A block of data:
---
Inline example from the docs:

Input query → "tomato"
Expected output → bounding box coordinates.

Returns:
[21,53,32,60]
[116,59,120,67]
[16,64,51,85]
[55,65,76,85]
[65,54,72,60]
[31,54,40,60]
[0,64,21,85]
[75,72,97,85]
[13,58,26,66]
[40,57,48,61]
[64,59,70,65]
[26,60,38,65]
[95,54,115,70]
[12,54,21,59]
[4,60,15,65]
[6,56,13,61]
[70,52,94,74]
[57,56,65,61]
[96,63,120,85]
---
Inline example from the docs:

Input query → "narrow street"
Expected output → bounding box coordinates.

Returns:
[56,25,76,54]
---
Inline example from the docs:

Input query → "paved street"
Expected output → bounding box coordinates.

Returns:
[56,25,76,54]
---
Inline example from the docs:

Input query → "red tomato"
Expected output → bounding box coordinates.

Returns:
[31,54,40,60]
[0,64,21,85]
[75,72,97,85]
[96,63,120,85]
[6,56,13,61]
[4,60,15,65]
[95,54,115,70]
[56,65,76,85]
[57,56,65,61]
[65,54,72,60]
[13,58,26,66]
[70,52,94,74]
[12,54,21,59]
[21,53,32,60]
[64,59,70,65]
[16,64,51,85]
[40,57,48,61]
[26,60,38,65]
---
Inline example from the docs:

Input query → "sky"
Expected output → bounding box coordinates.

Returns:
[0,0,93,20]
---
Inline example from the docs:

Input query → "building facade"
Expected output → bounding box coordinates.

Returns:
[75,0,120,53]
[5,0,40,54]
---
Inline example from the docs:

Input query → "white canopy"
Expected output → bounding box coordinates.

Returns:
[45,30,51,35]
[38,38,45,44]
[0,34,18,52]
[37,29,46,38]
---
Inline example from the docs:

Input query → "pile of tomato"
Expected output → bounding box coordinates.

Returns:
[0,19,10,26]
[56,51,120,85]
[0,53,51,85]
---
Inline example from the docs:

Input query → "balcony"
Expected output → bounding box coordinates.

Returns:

- What is required
Swap "Input query" for "Search text" everywhere from the first line of the rows through the line holding "[0,53,51,85]", inclusive. Write those lines out again with everything else left as is.

- Finished task
---
Inline example from the docs:

Search text → "tomato"
Expected output → bounding box coordinates.

Returns:
[21,53,32,60]
[116,59,120,67]
[16,64,51,85]
[55,65,76,85]
[65,54,72,60]
[31,54,40,60]
[0,64,21,85]
[75,72,97,85]
[13,58,26,66]
[40,57,48,61]
[64,59,70,65]
[26,60,38,65]
[95,54,115,70]
[12,54,21,59]
[4,60,15,65]
[6,56,13,61]
[70,52,94,74]
[57,56,65,61]
[96,63,120,85]
---
Inline example from the docs:

Search text → "narrow street"
Expected output → bounding box coordinates.

Returns:
[56,25,76,54]
---
Inline example from the docs:

Search text → "paved street"
Expected output → bounding box coordinates.

Returns:
[56,25,76,54]
---
Inline example from the docs:

Search text → "red tomato"
Expected output → bounding box coordinates.

Returns:
[31,54,40,60]
[0,64,21,85]
[75,72,97,85]
[96,63,120,85]
[6,56,13,61]
[4,60,15,65]
[95,54,115,70]
[56,65,76,85]
[57,56,65,61]
[65,54,72,60]
[13,58,26,66]
[70,52,94,74]
[12,54,21,59]
[21,53,32,60]
[64,59,70,65]
[16,64,51,85]
[40,57,48,61]
[26,60,38,65]
---
Inline example from the docs:

Search text → "sky"
Expected output → bounding box coordinates.

Returns:
[0,0,93,20]
---
Inline example from the docs:

Search text → "building facade"
Expected output → bounding box coordinates.

Returns:
[75,0,120,53]
[5,0,40,54]
---
Inline example from the docs:

Search text → "white canopy"
Expected output → bounding box coordinates.

Returns:
[45,30,51,35]
[38,38,45,44]
[0,34,18,52]
[37,29,46,38]
---
Inline example from the docs:

Search text → "pile of tomato"
Expected output → bounding box coordinates.

Returns:
[0,19,10,26]
[56,51,120,85]
[0,53,51,85]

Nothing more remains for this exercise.